● **Textabschnitt**:
◆ ◆ ◆ ◆
Köln – Caro sitzt in schwarzer Unterwäsche auf der Bettkante. In einem Appartementhaus im Rechtrheinischen, wo Prostituierte sich tage- oder wochenweise Zimmer mieten können, hat die 22-Jährige sich vor vier Monaten im Erdgeschoss einquartiert. Die Wände ihres Zimmers sind rot gestrichen, hinter dem Bett hängt ein großer Spiegel, im Zimmer verstreut liegen Dessous, ein roter Lederrock und rosa Plüschpantoffeln mit Puschel. Zu einem Interview über sich und ihren Beruf war Caro sofort bereit. Ihre einzige Bedingung: Wenn ein Kunde klingelt, geht das Geschäft vor. Und so wurde das Gespräch an jenem Nachmittag mehrfach unterbrochen. -> Hier: Alle 20 Folgen der Serie „Köln im Rotlicht“ im Überblick!

Caro, warum arbeiten Sie als Prostituierte?
◆ ◆ ◆ ◆
● **Aufgaben**:
1. Welche Farbe haben laut dem Bericht über Caro die Wände ihres Zimmers?
2. Nehmen Sie den Bericht über Caro nach seinem letzten Satz wieder auf und schreiben Sie ihn weiter.
Die Zeilen stammen aus einer anderen Quelle als der Bericht über Caro.

[Punktplatzierungsdaten]
◆ ◆ ◆ ◆
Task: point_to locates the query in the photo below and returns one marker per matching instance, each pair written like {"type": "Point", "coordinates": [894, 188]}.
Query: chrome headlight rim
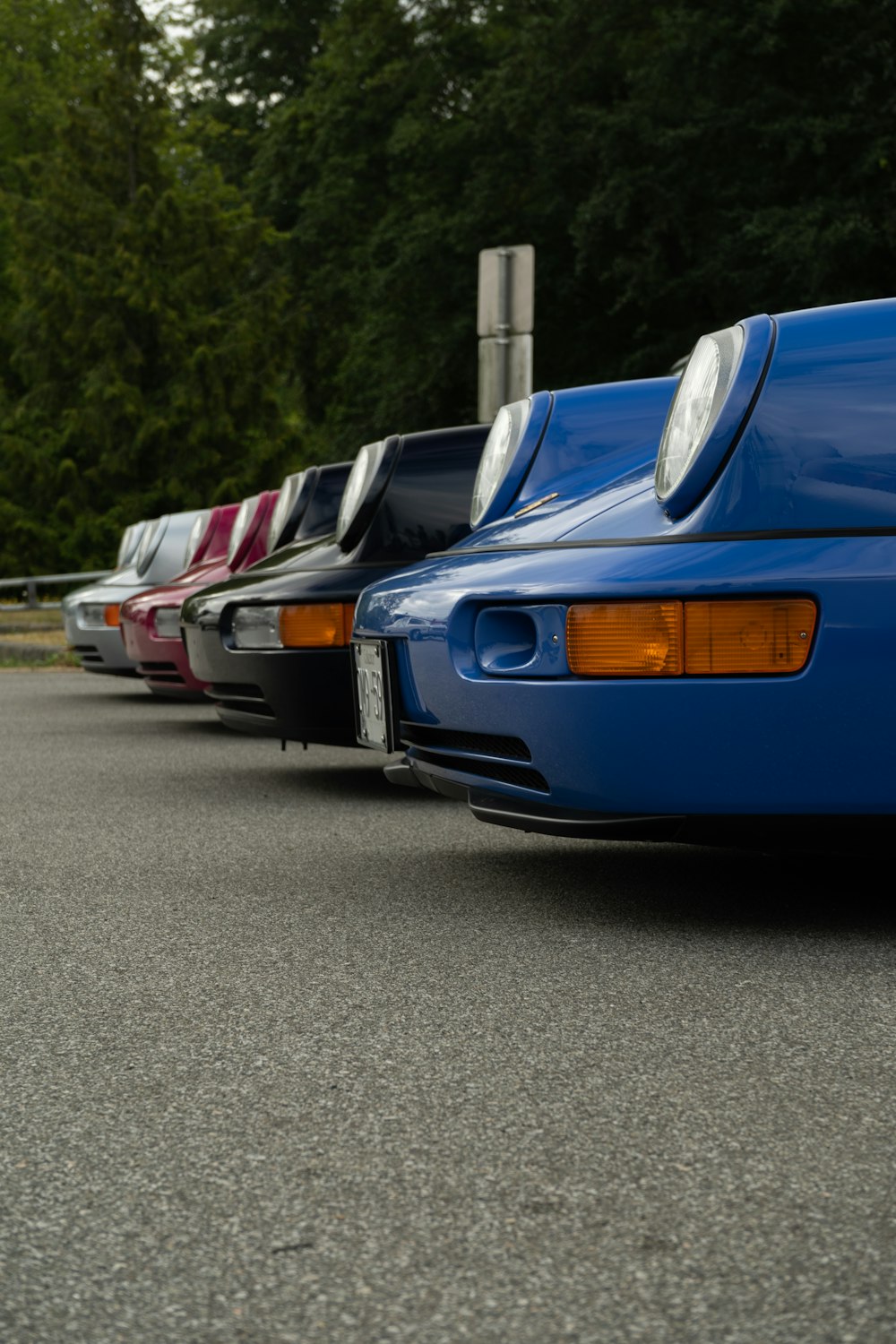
{"type": "Point", "coordinates": [367, 481]}
{"type": "Point", "coordinates": [514, 462]}
{"type": "Point", "coordinates": [734, 398]}
{"type": "Point", "coordinates": [289, 508]}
◆ ◆ ◆ ◆
● **Lösungen**:
1. Sie sind rot gestrichen.

2.
Weil ich es kann. Weil ich es mag, viele unterschiedliche Charaktere kennen zu lernen, ich unterhalte mich viel mit meinen Kunden. Und weil ich in diesem Job frei und unabhängig bin.

Sie arbeiten also freiwillig und auf eigene Rechnung – ohne jemand Drittes im Hintergrund?

Ja. Ich inseriere auf drei verschiedenen Portalen im Internet. Meine Kunden kommen dann hierhin zu mir. Davor habe ich auch eine Zeitlang im Pascha gearbeitet und ein paar Stammkunden mit hier rüber gezogen. Aber im Pascha haben rumänische Frauen die Preise kaputt gemacht – für 40 Euro machen die alles. Ich nehme hier 80 Euro für eine halbe Stunde, drunter mache ich es nicht. Ich biete mich nicht für Kleingeld an.

Viele sind der Meinung, keine Frau mache diesen Job freiwillig. 

Die Frauen, die das unter Zwang machen, sind schwach und ängstlich. Sie können sich nicht behaupten und haben kein Selbstbewusstsein. Ich lache über Zuhälter, das sind kleine Pisser. Witzfiguren. Ein richtiger Mann schickt keine Frau vor, für sich zu arbeiten. Der macht selbst.

Was war Ihr Traumjob, als Sie Kind oder Jugendliche waren?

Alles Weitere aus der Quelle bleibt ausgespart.